Job: Lay out every line of the records that follow as a JSON list of strings, one string per line, leaving out blank lines and the pictures.

----

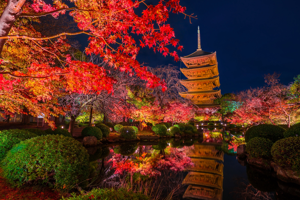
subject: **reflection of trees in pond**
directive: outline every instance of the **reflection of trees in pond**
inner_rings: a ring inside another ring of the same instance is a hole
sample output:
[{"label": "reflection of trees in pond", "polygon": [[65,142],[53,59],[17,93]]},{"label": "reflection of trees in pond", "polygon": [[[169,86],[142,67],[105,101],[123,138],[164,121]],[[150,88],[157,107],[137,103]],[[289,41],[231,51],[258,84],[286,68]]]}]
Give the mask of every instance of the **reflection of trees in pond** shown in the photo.
[{"label": "reflection of trees in pond", "polygon": [[266,192],[260,191],[255,188],[250,183],[245,180],[238,180],[240,186],[235,188],[235,191],[232,192],[233,199],[247,200],[272,200],[274,199],[274,194]]},{"label": "reflection of trees in pond", "polygon": [[116,154],[128,156],[134,154],[137,149],[136,143],[126,144],[116,147],[114,149],[114,151]]}]

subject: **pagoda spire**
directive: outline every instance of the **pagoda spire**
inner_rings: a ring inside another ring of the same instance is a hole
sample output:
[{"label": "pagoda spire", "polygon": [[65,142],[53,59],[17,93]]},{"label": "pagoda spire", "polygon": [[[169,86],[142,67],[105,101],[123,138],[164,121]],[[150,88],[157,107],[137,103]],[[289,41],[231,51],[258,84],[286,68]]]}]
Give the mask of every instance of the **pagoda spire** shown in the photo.
[{"label": "pagoda spire", "polygon": [[197,50],[201,50],[201,42],[200,41],[200,30],[199,29],[199,26],[198,26],[198,49]]}]

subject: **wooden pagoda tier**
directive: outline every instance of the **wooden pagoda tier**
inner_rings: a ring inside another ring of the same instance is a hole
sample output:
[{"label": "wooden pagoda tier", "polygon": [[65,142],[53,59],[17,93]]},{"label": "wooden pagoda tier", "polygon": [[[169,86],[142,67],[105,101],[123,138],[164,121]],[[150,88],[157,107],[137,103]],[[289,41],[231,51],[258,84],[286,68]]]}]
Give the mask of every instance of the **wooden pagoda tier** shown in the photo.
[{"label": "wooden pagoda tier", "polygon": [[214,103],[214,100],[221,96],[218,88],[214,90],[220,86],[216,53],[202,51],[200,40],[198,27],[198,49],[188,55],[180,57],[187,67],[181,68],[180,70],[188,79],[181,80],[180,82],[188,91],[179,94],[190,99],[201,109],[200,111],[211,112],[214,110],[214,108],[219,107],[219,105]]}]

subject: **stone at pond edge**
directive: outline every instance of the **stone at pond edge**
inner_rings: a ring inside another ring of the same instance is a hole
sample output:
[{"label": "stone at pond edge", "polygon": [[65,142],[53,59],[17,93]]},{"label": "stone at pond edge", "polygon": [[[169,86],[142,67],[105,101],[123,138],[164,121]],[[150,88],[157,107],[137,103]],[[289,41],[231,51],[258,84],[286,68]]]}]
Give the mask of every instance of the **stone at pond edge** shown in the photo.
[{"label": "stone at pond edge", "polygon": [[270,167],[270,162],[262,158],[253,158],[249,159],[248,158],[248,162],[249,165],[254,165],[258,167],[268,170],[271,169]]},{"label": "stone at pond edge", "polygon": [[280,179],[287,183],[293,183],[300,185],[300,172],[289,169],[278,168],[277,169],[277,177]]},{"label": "stone at pond edge", "polygon": [[83,138],[82,143],[85,147],[96,146],[97,145],[97,138],[94,136],[85,137]]},{"label": "stone at pond edge", "polygon": [[240,145],[236,149],[236,154],[238,155],[246,153],[246,145]]}]

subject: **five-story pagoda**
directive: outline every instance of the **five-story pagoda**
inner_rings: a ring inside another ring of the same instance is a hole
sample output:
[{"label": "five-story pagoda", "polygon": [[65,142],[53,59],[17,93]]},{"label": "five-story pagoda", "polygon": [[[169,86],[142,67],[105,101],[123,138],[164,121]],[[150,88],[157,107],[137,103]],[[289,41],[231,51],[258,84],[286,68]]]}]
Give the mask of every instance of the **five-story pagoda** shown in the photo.
[{"label": "five-story pagoda", "polygon": [[[180,96],[190,99],[203,111],[213,111],[218,107],[218,104],[214,103],[214,99],[221,97],[216,52],[207,52],[201,49],[199,26],[198,49],[180,58],[187,67],[180,70],[188,78],[180,82],[188,89],[187,92],[179,93]],[[214,90],[215,88],[218,89]]]}]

----

Complete response:
[
  "subject: **reflection of trees in pond**",
  "directive: outline every instance of the **reflection of trees in pond**",
  "inner_rings: a ring inside another ring of the same instance is a hole",
  "sample output:",
  "[{\"label\": \"reflection of trees in pond\", \"polygon\": [[65,142],[53,59],[17,93]]},{\"label\": \"reflection of trees in pond\", \"polygon\": [[[169,86],[142,67],[105,101],[123,138],[164,121]],[[150,88],[157,107],[137,103]],[[289,41],[231,51],[258,84],[286,68]]]}]",
  "Give the mask of every instance of the **reflection of trees in pond** shown in the photo.",
  "[{\"label\": \"reflection of trees in pond\", \"polygon\": [[266,192],[260,191],[255,188],[250,183],[245,180],[238,180],[240,186],[235,188],[235,191],[232,192],[233,199],[247,200],[272,200],[274,199],[274,194]]},{\"label\": \"reflection of trees in pond\", \"polygon\": [[116,154],[128,156],[134,154],[137,149],[136,143],[126,144],[116,147],[114,149],[114,151]]}]",
  "subject: **pagoda spire**",
  "directive: outline every instance of the **pagoda spire**",
  "inner_rings: a ring inside another ring of the same instance is a hole",
  "sample output:",
  "[{\"label\": \"pagoda spire\", \"polygon\": [[65,142],[53,59],[17,93]]},{\"label\": \"pagoda spire\", \"polygon\": [[[169,86],[142,67],[105,101],[123,138],[164,121]],[[150,88],[157,107],[137,103]],[[289,41],[231,51],[258,84],[286,68]]]}]",
  "Give the mask of every instance of the **pagoda spire** shown in the photo.",
  "[{\"label\": \"pagoda spire\", \"polygon\": [[197,50],[201,50],[201,42],[200,41],[200,30],[199,29],[199,26],[198,26],[198,49]]}]",
  "subject: **wooden pagoda tier**",
  "directive: outline every instance of the **wooden pagoda tier**",
  "inner_rings: a ring inside another ring of the same instance is a hole",
  "sample output:",
  "[{\"label\": \"wooden pagoda tier\", \"polygon\": [[65,142],[53,59],[17,93]]},{\"label\": \"wooden pagoda tier\", \"polygon\": [[[169,86],[142,67],[105,101],[123,138],[164,121]],[[150,88],[157,107],[137,103]],[[289,41],[231,51],[258,84],[286,68]]]}]",
  "Give the mask of every instance of the **wooden pagoda tier** shown in the photo.",
  "[{\"label\": \"wooden pagoda tier\", \"polygon\": [[214,103],[214,100],[221,96],[218,88],[214,90],[220,86],[216,53],[202,51],[200,40],[198,27],[198,49],[188,55],[180,57],[187,67],[181,68],[180,70],[188,79],[181,80],[180,82],[188,91],[179,94],[190,99],[201,109],[200,111],[211,112],[214,110],[214,108],[219,107],[219,105]]}]",
  "subject: **stone at pond edge**",
  "directive: outline every instance of the **stone at pond edge**",
  "inner_rings: a ring inside another ring of the same instance is a hole",
  "sample output:",
  "[{\"label\": \"stone at pond edge\", \"polygon\": [[65,142],[53,59],[17,93]]},{\"label\": \"stone at pond edge\", \"polygon\": [[[169,86],[142,67],[105,101],[123,138],[164,121]],[[150,88],[157,107],[137,103]],[[289,41],[231,51],[258,84],[286,68]]]}]",
  "Give the mask of every instance of the **stone at pond edge** shown in the photo.",
  "[{\"label\": \"stone at pond edge\", \"polygon\": [[270,167],[270,162],[262,158],[253,158],[249,159],[248,158],[248,162],[249,165],[254,165],[258,167],[268,170],[271,169]]},{\"label\": \"stone at pond edge\", \"polygon\": [[280,179],[287,183],[293,183],[300,185],[300,172],[289,169],[278,168],[277,169],[277,177]]},{\"label\": \"stone at pond edge\", \"polygon\": [[83,138],[82,143],[85,147],[96,146],[97,145],[97,138],[94,136],[85,137]]},{\"label\": \"stone at pond edge\", \"polygon\": [[240,145],[236,149],[236,154],[238,155],[246,153],[246,145]]}]",
  "subject: **five-story pagoda**",
  "directive: outline every instance of the **five-story pagoda**",
  "inner_rings: a ring inside another ring of the same instance is a hole",
  "sample output:",
  "[{\"label\": \"five-story pagoda\", \"polygon\": [[65,142],[53,59],[17,93]]},{\"label\": \"five-story pagoda\", \"polygon\": [[[169,86],[142,67],[105,101],[123,138],[164,121]],[[150,88],[157,107],[137,103]],[[289,41],[231,51],[258,84],[286,68]]]}]",
  "Give the mask of every instance of the **five-story pagoda** shown in the photo.",
  "[{\"label\": \"five-story pagoda\", \"polygon\": [[[180,96],[190,99],[203,111],[213,111],[218,107],[218,104],[214,103],[214,99],[221,97],[216,52],[207,52],[201,49],[199,26],[198,49],[180,58],[187,67],[180,70],[188,78],[180,82],[188,89],[187,92],[179,93]],[[214,90],[215,88],[218,89]]]}]"
]